**Document**
## begin
Varsity 2033: Save now or pay later
If you want to disabuse a person of romantic notions about parenthood, just tell them that to get their kid through university, they will probably need to have a few million rand in the bank.
This is without factoring in the money they will need to spend to get a child through school. As a parent to two small boys, these are the numbers that keep me up at night.
A rudimentary exercise to price a university degree revealed it could cost me up to R2‑million to pay for one child’s tertiary education in 16 years’ time. Nevertheless, this can be mitigated by the growth of current savings, assuming an investment return of just under 10%, and by putting away some money every month.
Even when accounting for the benefits of compound interest on savings and any additional money a working person can scrounge together each month, the figures seem daunting.
But what is perhaps more frightening is the cost of not sending a child to university. Research shows that a tertiary education, but most importantly a university degree, makes all the difference to your chances of being employed in South Africa.
According to research by Hendrik van Broekhuizen, a postdoctoral fellow in the University of Stellenbosch’s economics department, the unemployment rate for people with a matric in 2016 was 34.5%. This is compared with a rate of 21.2% for individuals with a post-matric certificate or diploma. The unemployment rate for individuals with an undergraduate degree, however, was a vastly lower 9.5%.
It’s essential to factor in the high costs of education inflation, according to Mark Lapedus, director of product development at Liberty. It has run consistently higher than consumer price inflation (CPI) for a number of years, he noted, and this has a huge impact over time.
Prior to the #FeesMustFall protests and last year’s fees freeze, according to Statistics South Africa, tertiary education inflation in December 2015 was 9.8% and 9.4% in December 2014. This was alongside inflation for primary and secondary schooling of 9% and 8.2% over the same years. Even with a 0% increase in 2016 for higher education, secondary and primary school inflation was 8%.
These increases are all well above the average consumer price index rate for 2014, 2015 and 2016 of 5.3%, 5.2% and 6.6% respectively.
## end
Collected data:
## begin
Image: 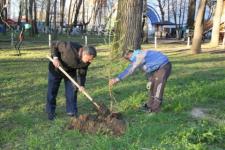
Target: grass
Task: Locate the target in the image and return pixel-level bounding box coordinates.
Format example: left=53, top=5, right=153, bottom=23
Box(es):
left=0, top=34, right=225, bottom=150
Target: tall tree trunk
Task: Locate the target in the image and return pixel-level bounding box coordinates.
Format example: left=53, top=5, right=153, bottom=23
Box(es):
left=142, top=0, right=148, bottom=43
left=92, top=0, right=100, bottom=30
left=67, top=0, right=73, bottom=26
left=167, top=0, right=170, bottom=21
left=45, top=0, right=51, bottom=33
left=53, top=0, right=57, bottom=40
left=25, top=0, right=28, bottom=23
left=191, top=0, right=207, bottom=54
left=17, top=0, right=23, bottom=25
left=60, top=0, right=66, bottom=32
left=114, top=0, right=143, bottom=52
left=3, top=0, right=8, bottom=34
left=187, top=0, right=196, bottom=29
left=33, top=0, right=38, bottom=34
left=157, top=0, right=165, bottom=22
left=210, top=0, right=224, bottom=46
left=73, top=0, right=83, bottom=27
left=28, top=0, right=34, bottom=36
left=172, top=0, right=179, bottom=39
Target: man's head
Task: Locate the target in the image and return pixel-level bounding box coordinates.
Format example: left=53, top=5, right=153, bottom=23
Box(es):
left=81, top=46, right=97, bottom=63
left=123, top=50, right=134, bottom=61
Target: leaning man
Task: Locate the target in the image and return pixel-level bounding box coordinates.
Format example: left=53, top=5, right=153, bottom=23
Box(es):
left=109, top=50, right=172, bottom=112
left=46, top=41, right=97, bottom=120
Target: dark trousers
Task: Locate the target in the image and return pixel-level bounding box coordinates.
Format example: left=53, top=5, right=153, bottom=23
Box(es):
left=46, top=71, right=77, bottom=114
left=147, top=62, right=172, bottom=112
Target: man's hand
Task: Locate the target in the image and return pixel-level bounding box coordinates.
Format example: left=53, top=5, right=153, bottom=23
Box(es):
left=109, top=78, right=119, bottom=86
left=79, top=86, right=85, bottom=92
left=52, top=58, right=60, bottom=68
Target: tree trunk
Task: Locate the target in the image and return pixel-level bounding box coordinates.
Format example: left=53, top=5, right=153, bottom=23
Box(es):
left=67, top=0, right=73, bottom=26
left=60, top=0, right=66, bottom=33
left=45, top=0, right=51, bottom=33
left=25, top=0, right=28, bottom=23
left=167, top=0, right=170, bottom=22
left=28, top=0, right=34, bottom=36
left=191, top=0, right=207, bottom=54
left=210, top=0, right=224, bottom=46
left=142, top=0, right=148, bottom=43
left=73, top=0, right=82, bottom=27
left=187, top=0, right=196, bottom=29
left=53, top=0, right=57, bottom=40
left=172, top=0, right=179, bottom=39
left=17, top=0, right=23, bottom=25
left=33, top=0, right=38, bottom=34
left=157, top=0, right=165, bottom=22
left=114, top=0, right=143, bottom=52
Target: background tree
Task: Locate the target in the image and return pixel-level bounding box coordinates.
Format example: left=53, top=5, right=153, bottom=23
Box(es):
left=33, top=0, right=38, bottom=34
left=17, top=0, right=23, bottom=25
left=191, top=0, right=207, bottom=54
left=0, top=0, right=8, bottom=34
left=114, top=0, right=143, bottom=54
left=210, top=0, right=224, bottom=46
left=67, top=0, right=73, bottom=30
left=157, top=0, right=166, bottom=22
left=72, top=0, right=82, bottom=30
left=187, top=0, right=196, bottom=29
left=142, top=0, right=148, bottom=43
left=24, top=0, right=28, bottom=22
left=28, top=0, right=34, bottom=36
left=45, top=0, right=51, bottom=33
left=53, top=0, right=57, bottom=39
left=60, top=0, right=66, bottom=32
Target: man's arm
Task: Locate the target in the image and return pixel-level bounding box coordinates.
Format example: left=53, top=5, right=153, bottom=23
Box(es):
left=78, top=66, right=88, bottom=87
left=117, top=53, right=145, bottom=80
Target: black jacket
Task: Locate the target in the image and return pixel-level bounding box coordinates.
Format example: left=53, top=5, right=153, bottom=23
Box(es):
left=49, top=41, right=90, bottom=86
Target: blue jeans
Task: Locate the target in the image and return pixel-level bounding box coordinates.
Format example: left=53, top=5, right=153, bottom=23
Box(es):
left=46, top=71, right=77, bottom=114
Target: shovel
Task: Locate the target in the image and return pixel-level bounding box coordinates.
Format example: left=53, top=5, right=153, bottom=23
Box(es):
left=47, top=56, right=110, bottom=116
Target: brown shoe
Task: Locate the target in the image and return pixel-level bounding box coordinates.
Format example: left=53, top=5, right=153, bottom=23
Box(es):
left=150, top=100, right=161, bottom=112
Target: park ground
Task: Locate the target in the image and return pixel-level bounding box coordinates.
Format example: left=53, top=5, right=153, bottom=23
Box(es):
left=0, top=34, right=225, bottom=150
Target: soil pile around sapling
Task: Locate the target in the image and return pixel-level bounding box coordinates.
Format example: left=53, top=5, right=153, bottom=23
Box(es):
left=68, top=113, right=126, bottom=135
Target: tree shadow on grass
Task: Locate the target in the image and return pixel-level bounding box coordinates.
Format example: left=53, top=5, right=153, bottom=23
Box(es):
left=172, top=56, right=225, bottom=64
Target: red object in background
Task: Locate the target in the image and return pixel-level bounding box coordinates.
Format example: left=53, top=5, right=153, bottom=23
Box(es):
left=6, top=19, right=17, bottom=26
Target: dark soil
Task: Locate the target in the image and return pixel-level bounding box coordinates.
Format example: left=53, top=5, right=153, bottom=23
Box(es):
left=68, top=113, right=126, bottom=135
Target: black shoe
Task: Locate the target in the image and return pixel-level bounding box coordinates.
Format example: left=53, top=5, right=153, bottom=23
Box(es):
left=48, top=113, right=55, bottom=120
left=139, top=104, right=152, bottom=113
left=67, top=113, right=78, bottom=118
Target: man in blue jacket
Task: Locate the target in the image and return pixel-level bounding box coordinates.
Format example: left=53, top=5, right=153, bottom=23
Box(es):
left=109, top=50, right=172, bottom=112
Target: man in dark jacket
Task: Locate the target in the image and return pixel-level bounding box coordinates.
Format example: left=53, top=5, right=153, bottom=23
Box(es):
left=46, top=41, right=97, bottom=120
left=109, top=50, right=172, bottom=112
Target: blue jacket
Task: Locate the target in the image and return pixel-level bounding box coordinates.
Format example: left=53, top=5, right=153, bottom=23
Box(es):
left=117, top=50, right=169, bottom=80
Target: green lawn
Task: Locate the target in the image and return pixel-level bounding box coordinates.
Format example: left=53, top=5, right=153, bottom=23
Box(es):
left=0, top=36, right=225, bottom=150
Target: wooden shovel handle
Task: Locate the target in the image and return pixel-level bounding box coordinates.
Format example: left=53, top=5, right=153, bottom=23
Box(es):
left=47, top=56, right=100, bottom=109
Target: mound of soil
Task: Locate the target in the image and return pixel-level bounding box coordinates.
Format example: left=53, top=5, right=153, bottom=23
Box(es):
left=68, top=113, right=126, bottom=135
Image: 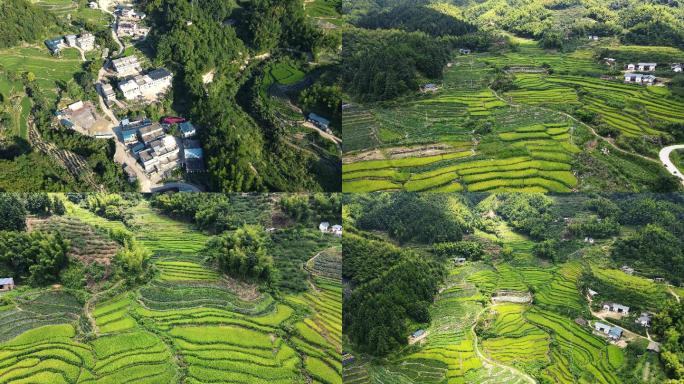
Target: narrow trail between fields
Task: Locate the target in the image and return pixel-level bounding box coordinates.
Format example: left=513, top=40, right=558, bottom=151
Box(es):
left=658, top=144, right=684, bottom=184
left=488, top=87, right=658, bottom=163
left=83, top=280, right=123, bottom=336
left=470, top=307, right=537, bottom=384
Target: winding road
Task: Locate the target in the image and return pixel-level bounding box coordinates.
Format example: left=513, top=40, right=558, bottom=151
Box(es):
left=658, top=144, right=684, bottom=184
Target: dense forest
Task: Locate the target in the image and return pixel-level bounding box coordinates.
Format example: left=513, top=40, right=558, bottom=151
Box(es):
left=144, top=0, right=335, bottom=191
left=342, top=193, right=684, bottom=382
left=0, top=0, right=57, bottom=48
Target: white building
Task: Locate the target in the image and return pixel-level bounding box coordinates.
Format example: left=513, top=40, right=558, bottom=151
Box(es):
left=112, top=56, right=142, bottom=77
left=64, top=35, right=76, bottom=48
left=119, top=68, right=173, bottom=100
left=76, top=33, right=95, bottom=51
left=637, top=63, right=658, bottom=72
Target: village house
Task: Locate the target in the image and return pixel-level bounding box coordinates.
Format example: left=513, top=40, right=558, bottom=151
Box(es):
left=0, top=277, right=14, bottom=292
left=603, top=303, right=629, bottom=315
left=408, top=329, right=427, bottom=344
left=45, top=36, right=65, bottom=55
left=307, top=112, right=330, bottom=131
left=119, top=68, right=173, bottom=100
left=179, top=121, right=196, bottom=139
left=183, top=140, right=205, bottom=173
left=634, top=312, right=651, bottom=327
left=420, top=83, right=439, bottom=92
left=112, top=56, right=142, bottom=77
left=594, top=321, right=622, bottom=340
left=637, top=63, right=658, bottom=72
left=138, top=123, right=164, bottom=145
left=625, top=73, right=656, bottom=85
left=76, top=33, right=95, bottom=52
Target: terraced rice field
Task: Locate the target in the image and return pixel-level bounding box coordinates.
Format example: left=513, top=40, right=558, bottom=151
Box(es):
left=0, top=196, right=342, bottom=384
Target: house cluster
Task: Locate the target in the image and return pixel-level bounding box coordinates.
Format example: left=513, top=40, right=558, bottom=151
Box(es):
left=408, top=329, right=427, bottom=344
left=634, top=312, right=651, bottom=327
left=121, top=119, right=204, bottom=174
left=625, top=73, right=656, bottom=85
left=318, top=221, right=342, bottom=237
left=594, top=321, right=622, bottom=341
left=602, top=303, right=629, bottom=315
left=0, top=277, right=14, bottom=292
left=112, top=56, right=173, bottom=101
left=45, top=33, right=95, bottom=55
left=306, top=112, right=332, bottom=133
left=116, top=6, right=150, bottom=38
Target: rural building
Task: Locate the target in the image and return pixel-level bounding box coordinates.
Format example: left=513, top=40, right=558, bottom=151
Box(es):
left=625, top=73, right=656, bottom=85
left=0, top=277, right=14, bottom=292
left=183, top=140, right=205, bottom=173
left=307, top=112, right=330, bottom=131
left=76, top=33, right=95, bottom=52
left=119, top=68, right=173, bottom=100
left=64, top=35, right=76, bottom=48
left=420, top=83, right=439, bottom=92
left=634, top=312, right=651, bottom=327
left=112, top=56, right=142, bottom=77
left=116, top=21, right=150, bottom=38
left=179, top=121, right=197, bottom=139
left=603, top=303, right=629, bottom=315
left=409, top=329, right=427, bottom=344
left=637, top=63, right=658, bottom=72
left=138, top=123, right=164, bottom=145
left=342, top=352, right=356, bottom=366
left=123, top=164, right=138, bottom=183
left=45, top=36, right=64, bottom=55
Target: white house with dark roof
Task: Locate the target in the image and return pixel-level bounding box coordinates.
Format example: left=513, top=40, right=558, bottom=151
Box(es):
left=637, top=63, right=658, bottom=72
left=0, top=277, right=14, bottom=292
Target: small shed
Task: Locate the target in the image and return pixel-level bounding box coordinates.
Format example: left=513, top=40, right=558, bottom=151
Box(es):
left=0, top=277, right=14, bottom=292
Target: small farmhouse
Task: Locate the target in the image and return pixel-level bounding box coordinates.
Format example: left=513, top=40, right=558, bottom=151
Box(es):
left=408, top=329, right=427, bottom=344
left=637, top=63, right=658, bottom=72
left=603, top=303, right=629, bottom=315
left=634, top=312, right=651, bottom=327
left=0, top=277, right=14, bottom=292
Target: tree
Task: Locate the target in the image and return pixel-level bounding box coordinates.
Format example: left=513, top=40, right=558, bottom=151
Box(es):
left=0, top=193, right=26, bottom=231
left=203, top=225, right=274, bottom=283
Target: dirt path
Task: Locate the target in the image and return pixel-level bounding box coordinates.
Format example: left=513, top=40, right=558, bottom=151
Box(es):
left=470, top=306, right=537, bottom=384
left=489, top=87, right=658, bottom=163
left=658, top=144, right=684, bottom=184
left=667, top=285, right=680, bottom=303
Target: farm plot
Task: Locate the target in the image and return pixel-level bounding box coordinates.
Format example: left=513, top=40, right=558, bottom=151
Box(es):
left=0, top=324, right=94, bottom=384
left=525, top=308, right=622, bottom=384
left=342, top=124, right=579, bottom=192
left=87, top=331, right=177, bottom=384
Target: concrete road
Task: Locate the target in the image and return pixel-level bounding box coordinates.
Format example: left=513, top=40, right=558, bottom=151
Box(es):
left=658, top=144, right=684, bottom=184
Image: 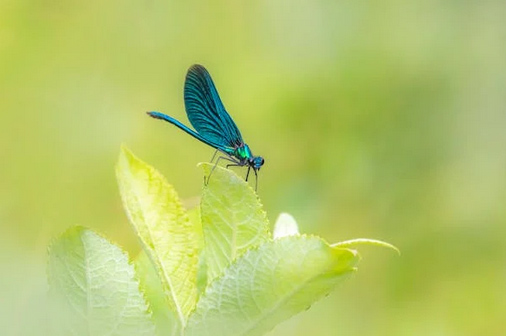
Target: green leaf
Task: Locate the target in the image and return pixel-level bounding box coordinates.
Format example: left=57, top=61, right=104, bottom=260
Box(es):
left=200, top=163, right=270, bottom=283
left=48, top=227, right=155, bottom=336
left=135, top=251, right=178, bottom=336
left=273, top=212, right=299, bottom=239
left=186, top=235, right=359, bottom=336
left=332, top=238, right=401, bottom=255
left=116, top=147, right=199, bottom=326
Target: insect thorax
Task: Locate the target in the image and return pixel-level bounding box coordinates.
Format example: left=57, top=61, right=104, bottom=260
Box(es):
left=235, top=144, right=253, bottom=161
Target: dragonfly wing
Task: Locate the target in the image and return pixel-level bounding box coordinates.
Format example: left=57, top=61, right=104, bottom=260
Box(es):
left=184, top=64, right=244, bottom=149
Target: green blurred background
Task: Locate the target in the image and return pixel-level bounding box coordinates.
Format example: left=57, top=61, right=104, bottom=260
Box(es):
left=0, top=0, right=506, bottom=336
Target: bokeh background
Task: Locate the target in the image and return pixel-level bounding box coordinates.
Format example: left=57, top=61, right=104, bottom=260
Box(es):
left=0, top=0, right=506, bottom=336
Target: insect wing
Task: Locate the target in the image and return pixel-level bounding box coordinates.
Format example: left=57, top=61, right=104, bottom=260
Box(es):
left=184, top=64, right=244, bottom=149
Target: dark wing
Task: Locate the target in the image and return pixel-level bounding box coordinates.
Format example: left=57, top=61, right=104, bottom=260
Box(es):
left=184, top=64, right=244, bottom=148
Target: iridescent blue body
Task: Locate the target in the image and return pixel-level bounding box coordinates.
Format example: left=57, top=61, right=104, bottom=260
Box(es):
left=148, top=64, right=264, bottom=188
## end
**Short exercise 1**
Using the article on saving for university, list each education level that has a 2016 unemployment rate and give that rate.
**Short exercise 2**
Write the next part of the university-savings article, starting after its last sentence.

**Task answer 1**
- Matric: 34.5%
- Post-matric certificate or diploma: 21.2%
- Undergraduate degree: 9.5%

**Task answer 2**
For most people, covering the cost of a child’s education means saving must start early, said Lapedus. “Often, people think that a monthly contribution to an education policy means that a child’s education needs will automatically be covered.”
But often people either do not contribute enough on a regular basis or they do not choose an appropriate investment option — which, in this case, needs to beat education inflation, said Lapedus. This means choosing an investment vehicle that may entail more risk but that offers greater returns over time.
The challenges facing people who cannot put their children through private or semi-private state schools, and who face astronomical tertiary education costs, have in part driven the recent protests, said Lapedus.
When calculating the cost of my children’s studies, I used an education calculator provided by Liberty. It requires you to input a few things, such as the current cost of the type of education being considered, as well the estimated rate at which costs are likely to go up each year — in other words, the rate of education inflation.
You also need to provide the amount of money you have already saved and the number of years before studying is set to commence.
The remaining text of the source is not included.